Extracted text section start

Ocula Magazine   |   Insights   |   Art Fair

Fifty years of African photography will go on view across ART X Lagos, which returns for its sixth edition at The Federal Palace on Victoria Island in Lagos (4–7 November 2021) after its 2020 online-only fair.

Fifty Years of Photography in Africa at ART X Lagos

Nuits Balnéaires, Alonhomba 1, The Power of Alliances (2021). Photography. 80 x 60 cm. Courtesy Ed Cross Fine Art.

While there is no set exhibition or curator to mark the plethora of photographic works on display, the presence of the medium among 30 participating galleries seems in tune with the current desire to showcase the evolution of African history, culture, and art.

Nicolas Henry, La dispute en voiture (2020). Photography. 80 x 106 cm.

Nicolas Henry, La dispute en voiture (2020). Photography. 80 x 106 cm. Courtesy Loft Art Gallery.

One image by Moroccan-Belgian photographer Mous Lamrabat (Sugar, Water, Purple, 2019), presented by Casablanca-based Loft Art Gallery, shows an African man dressed in a fashionable blue and white robe with a white bird cage hoop, and papal-style embellished tiara on his head.

He proudly holds a bunch of grapes above his mouth as if he were Bacchus, the Roman god of wine, as he looks out to the viewer with an eye expressing determination and pride.

Mous Lamrabat, Sugar, Water, Purple (2019). Photography. 120 x 80 cm.

Mous Lamrabat, Sugar, Water, Purple (2019). Photography. 120 x 80 cm. Courtesy Loft Art Gallery.

Lamrabat's photograph, a representation of the artist's much sought-after glossy photographs showcasing utopian spaces that bridge cultural divides, is on the contemporary end of the spectrum when it comes to photographers showing at the fair. The oldest photographs on display are 1971 black and white portraits of intricate hairstyles by Nigerian J.D. 'Okhai Ojeikere showing at Paris-based Magnin-A.

J.D. Okhai Ojeikere, Agaracha (1971). Gelatin Silver print. 60 x 50 cm.

J.D. Okhai Ojeikere, Agaracha (1971). Gelatin Silver print. 60 x 50 cm. Courtesy Magnin-A.

Notable contemporary works include Nuits Balnéaires's dreamy images of the life and landscape of the Ivory Coast at Lagos-based DADA Gallery, and Mozambican Lisbon-based Mário Macilau's latest series 'Things Fall Apart' (2021), named after Nigerian novelist Chinua Achebe's book, at Ed Cross Fine Art.

Documenting local communities in northern Mozambique, Macilau's close-up images of body parts and other elements seek to demonstrate how fragments can contribute to a whole story.

Nuits Balnéaires, Adahonlin 1, The Power of Alliances (2021). Photography. 120 x 80 cm.

Nuits Balnéaires, Adahonlin 1, The Power of Alliances (2021). Photography. 120 x 80 cm. Courtesy Ed Cross Fine Art.

Extracted text section end
Data supplied section start

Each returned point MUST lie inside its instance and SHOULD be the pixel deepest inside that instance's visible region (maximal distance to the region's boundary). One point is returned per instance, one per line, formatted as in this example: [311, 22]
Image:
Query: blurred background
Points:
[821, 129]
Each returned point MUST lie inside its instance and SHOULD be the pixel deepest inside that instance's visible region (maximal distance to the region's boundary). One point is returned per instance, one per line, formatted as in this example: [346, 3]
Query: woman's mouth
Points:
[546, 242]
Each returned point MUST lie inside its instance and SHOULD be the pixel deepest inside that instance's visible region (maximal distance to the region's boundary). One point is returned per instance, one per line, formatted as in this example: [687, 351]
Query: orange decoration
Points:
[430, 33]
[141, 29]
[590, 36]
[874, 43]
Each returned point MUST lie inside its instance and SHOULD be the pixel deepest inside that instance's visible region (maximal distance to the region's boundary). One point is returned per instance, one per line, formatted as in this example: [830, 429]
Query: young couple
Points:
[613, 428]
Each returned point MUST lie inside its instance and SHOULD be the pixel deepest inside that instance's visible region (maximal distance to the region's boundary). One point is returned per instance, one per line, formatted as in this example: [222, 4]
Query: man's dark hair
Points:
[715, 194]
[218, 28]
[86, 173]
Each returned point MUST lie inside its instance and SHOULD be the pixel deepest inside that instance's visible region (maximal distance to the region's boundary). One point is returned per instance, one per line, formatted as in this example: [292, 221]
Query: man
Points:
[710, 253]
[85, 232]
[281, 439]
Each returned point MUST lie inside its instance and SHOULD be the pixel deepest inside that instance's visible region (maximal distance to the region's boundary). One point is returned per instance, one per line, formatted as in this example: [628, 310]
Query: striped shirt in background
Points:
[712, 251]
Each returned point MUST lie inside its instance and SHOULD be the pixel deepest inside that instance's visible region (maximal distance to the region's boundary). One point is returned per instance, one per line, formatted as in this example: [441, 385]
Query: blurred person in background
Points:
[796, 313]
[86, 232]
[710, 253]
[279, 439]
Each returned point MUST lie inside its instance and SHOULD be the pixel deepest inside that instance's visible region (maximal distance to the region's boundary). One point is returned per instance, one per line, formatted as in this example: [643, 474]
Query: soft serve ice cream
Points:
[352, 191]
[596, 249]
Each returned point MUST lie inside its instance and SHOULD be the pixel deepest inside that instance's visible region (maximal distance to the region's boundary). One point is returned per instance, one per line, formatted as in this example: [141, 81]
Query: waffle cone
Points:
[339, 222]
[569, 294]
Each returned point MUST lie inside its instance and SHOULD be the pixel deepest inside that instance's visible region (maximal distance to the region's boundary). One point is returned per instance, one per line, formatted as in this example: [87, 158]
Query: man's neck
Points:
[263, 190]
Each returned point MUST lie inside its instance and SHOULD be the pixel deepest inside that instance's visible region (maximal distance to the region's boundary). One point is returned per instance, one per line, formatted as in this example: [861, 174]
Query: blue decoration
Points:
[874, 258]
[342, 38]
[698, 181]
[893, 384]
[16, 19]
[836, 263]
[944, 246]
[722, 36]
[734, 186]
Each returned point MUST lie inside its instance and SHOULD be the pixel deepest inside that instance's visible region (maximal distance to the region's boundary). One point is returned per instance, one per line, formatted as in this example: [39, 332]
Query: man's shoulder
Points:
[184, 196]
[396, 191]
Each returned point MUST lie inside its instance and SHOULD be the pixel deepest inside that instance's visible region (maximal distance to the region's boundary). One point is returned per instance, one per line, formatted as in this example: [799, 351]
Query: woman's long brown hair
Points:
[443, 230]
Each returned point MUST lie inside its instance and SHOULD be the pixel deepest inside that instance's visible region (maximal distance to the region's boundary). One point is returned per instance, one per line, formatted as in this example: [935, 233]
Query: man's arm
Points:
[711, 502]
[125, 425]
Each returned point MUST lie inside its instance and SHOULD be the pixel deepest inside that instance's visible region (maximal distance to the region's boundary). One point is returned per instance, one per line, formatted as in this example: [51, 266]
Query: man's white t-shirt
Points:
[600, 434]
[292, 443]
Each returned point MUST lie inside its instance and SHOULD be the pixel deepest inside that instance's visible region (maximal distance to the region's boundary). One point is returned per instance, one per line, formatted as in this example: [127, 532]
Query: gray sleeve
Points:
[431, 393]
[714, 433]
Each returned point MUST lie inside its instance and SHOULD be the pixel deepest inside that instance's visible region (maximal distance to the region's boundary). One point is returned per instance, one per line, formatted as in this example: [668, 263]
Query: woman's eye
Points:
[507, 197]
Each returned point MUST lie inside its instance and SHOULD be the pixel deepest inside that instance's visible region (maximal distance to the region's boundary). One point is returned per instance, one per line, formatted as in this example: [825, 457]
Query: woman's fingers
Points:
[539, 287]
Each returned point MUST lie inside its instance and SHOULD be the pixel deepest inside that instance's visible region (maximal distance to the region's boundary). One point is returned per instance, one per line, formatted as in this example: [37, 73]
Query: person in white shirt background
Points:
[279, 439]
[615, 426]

Data supplied section end

* [The task] Pick up the article on African photography at ART X Lagos and continue it from its last line.

* [Written reply]
Cape Town-based THK Gallery is showing the captivating work of South African photographer Nonzuzo Gxekwa, who often explores intimate personal moments in the public realm, focusing, for instance, on acts of self-love.

Her 2019 photograph Bubblegum shows a woman wearing a red sweatshirt with the word 'Chill' on it, blowing a bubble so big that it covers most of her face.

Nonzuzo Gxekwa, Bubblegum (2019).

Nonzuzo Gxekwa, Bubblegum (2019). Courtesy THK Gallery.

Similarly turning his lens to the nuances of daily life, is Nicolas Derné's glossy black and white images started in 2011 of one of the most iconic of the Caribbean islands, Martinique, at espace d'art contemporain 14N 61W. For example, a shot of two young boys dragging long ropes in the street from his series 'Parades'.

Nicolas Derné, Shook it up!, from the series 'Parades' (2019). Lambda black and white silver print on Baryté NB paper.60 x 40 cm.

Nicolas Derné, Shook it up!, from the series 'Parades' (2019). Lambda black and white silver print on Baryté NB paper.60 x 40 cm. Courtesy espace d'art contemporain 14N 61W.

The gallery is also presenting images by French-Martiniquais photographer Robert Charlotte, including Transcendence 1 from the series 'Correspondences' (2019), which captures a Ghanaian woman in front of the Accra General Post Office's building.

Photography, undoubtedly, is a powerful art form able to capture societal and cultural change.

Specialising in portraiture, Charlotte explores the plight of the working class against a capitalist system inherited from colonialism.

Robert Charlotte, Transcendence 1 from the series 'Correspondences' (2019). Print on Canson paper, 350g. 60 x 80 cm.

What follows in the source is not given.